§ Stored data
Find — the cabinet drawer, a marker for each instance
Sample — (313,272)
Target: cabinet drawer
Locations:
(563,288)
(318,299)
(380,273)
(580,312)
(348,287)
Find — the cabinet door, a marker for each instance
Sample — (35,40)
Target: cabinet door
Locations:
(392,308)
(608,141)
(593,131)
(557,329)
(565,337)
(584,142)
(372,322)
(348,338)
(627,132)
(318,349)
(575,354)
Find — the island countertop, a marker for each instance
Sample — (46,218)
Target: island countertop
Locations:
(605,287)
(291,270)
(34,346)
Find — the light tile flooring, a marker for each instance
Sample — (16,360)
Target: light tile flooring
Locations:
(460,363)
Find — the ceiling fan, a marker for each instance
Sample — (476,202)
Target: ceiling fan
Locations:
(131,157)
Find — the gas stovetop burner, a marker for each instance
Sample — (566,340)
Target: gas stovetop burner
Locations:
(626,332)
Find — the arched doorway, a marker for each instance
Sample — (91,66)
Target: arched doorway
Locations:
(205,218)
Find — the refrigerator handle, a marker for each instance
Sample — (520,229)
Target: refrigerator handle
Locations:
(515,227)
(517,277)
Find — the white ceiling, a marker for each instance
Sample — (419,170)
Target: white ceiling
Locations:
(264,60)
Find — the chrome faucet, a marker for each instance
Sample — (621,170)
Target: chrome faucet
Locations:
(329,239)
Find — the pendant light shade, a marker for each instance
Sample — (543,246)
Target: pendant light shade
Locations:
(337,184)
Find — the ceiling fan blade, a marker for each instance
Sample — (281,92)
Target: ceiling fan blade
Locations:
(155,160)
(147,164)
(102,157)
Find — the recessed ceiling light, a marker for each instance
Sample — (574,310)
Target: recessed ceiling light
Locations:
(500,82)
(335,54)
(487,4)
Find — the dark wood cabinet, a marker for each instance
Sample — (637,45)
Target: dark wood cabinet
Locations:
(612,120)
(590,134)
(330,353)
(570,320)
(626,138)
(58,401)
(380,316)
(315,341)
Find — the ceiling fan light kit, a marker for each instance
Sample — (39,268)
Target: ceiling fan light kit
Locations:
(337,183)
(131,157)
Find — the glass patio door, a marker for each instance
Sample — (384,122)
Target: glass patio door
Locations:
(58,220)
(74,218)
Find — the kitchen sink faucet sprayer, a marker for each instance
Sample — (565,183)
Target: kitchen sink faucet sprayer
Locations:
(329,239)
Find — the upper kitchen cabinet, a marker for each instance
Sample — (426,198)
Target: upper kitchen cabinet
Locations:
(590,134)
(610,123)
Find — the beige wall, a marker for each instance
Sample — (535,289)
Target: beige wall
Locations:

§ Requirement
Everything in the listing above should be restated exactly.

§ Task response
Find — the cabinet drawer, a marker for each instance
Sample — (313,272)
Target: cabinet drawer
Locations:
(563,288)
(318,299)
(380,273)
(580,312)
(348,287)
Find — the cabinet door, a marker for each instance
Sample — (35,40)
Target: cabinet door
Locations:
(392,308)
(608,141)
(593,131)
(557,329)
(565,337)
(584,142)
(372,322)
(348,338)
(627,132)
(318,349)
(575,354)
Find — the island countertop, a marker for each instance
Sample — (46,218)
Target: island countertop
Locations:
(605,287)
(291,270)
(34,346)
Find — the light tile flooring, a marker for each instance
Sample — (16,360)
Target: light tile flooring
Locations:
(460,363)
Find — the ceiling fan, a marker for each instance
Sample — (476,202)
Target: ceiling fan
Locations:
(131,157)
Find — the gas stovetop burner, a marker for each instance
Sample — (566,340)
Target: gas stovetop burner
Locations:
(626,332)
Find — the arched doorway, a marker for each instance
Sample — (91,66)
Target: arched doorway
Locations:
(205,218)
Find — the refrigerator handle, a marker for each instance
Sample — (520,229)
Target: refrigerator handle
Locations:
(515,227)
(517,277)
Find — the white ceiling, a marker for each instance
Sample — (419,170)
Target: white ceiling
Locations:
(264,60)
Find — the chrome faucet, a marker for each instance
Sample — (621,170)
Target: chrome faucet
Locations:
(329,239)
Find — the pendant light shade, a marker for each instance
Sample — (543,246)
Target: pendant light shade
Locations:
(337,184)
Find — the ceiling fan blade, a marker for each instance
Sample — (281,92)
Target: ceiling fan blade
Locations:
(155,160)
(147,164)
(102,157)
Find — the recessed ceiling light, a marker for each instance
Sample — (574,310)
Target: recessed ceiling light
Locations:
(500,82)
(335,54)
(487,4)
Find — the dark wood cabinet, a marker for each instance
Sample — (637,45)
Target: dark wood cabinet
Locations:
(612,120)
(590,134)
(330,353)
(570,320)
(626,138)
(58,401)
(380,316)
(315,341)
Find — the ceiling fan light kit, a marker for each instance
Sample — (39,268)
Target: ceiling fan light kit
Locations:
(337,183)
(131,157)
Find — the glass patio door, a marker for each instance
Sample — (384,122)
Target: glass patio door
Locations:
(58,220)
(74,218)
Find — the kitchen sink faucet sprayer, a marker for each instance
Sample — (565,183)
Target: kitchen sink faucet sprayer
Locations:
(329,239)
Find — the upper kitchen cabinet, a marker for each instance
Sample — (426,198)
Target: upper kitchen cabinet
Locations:
(590,134)
(610,123)
Find — the beige wall, a marker for each instance
Sample — (535,289)
Target: beige wall
Locations:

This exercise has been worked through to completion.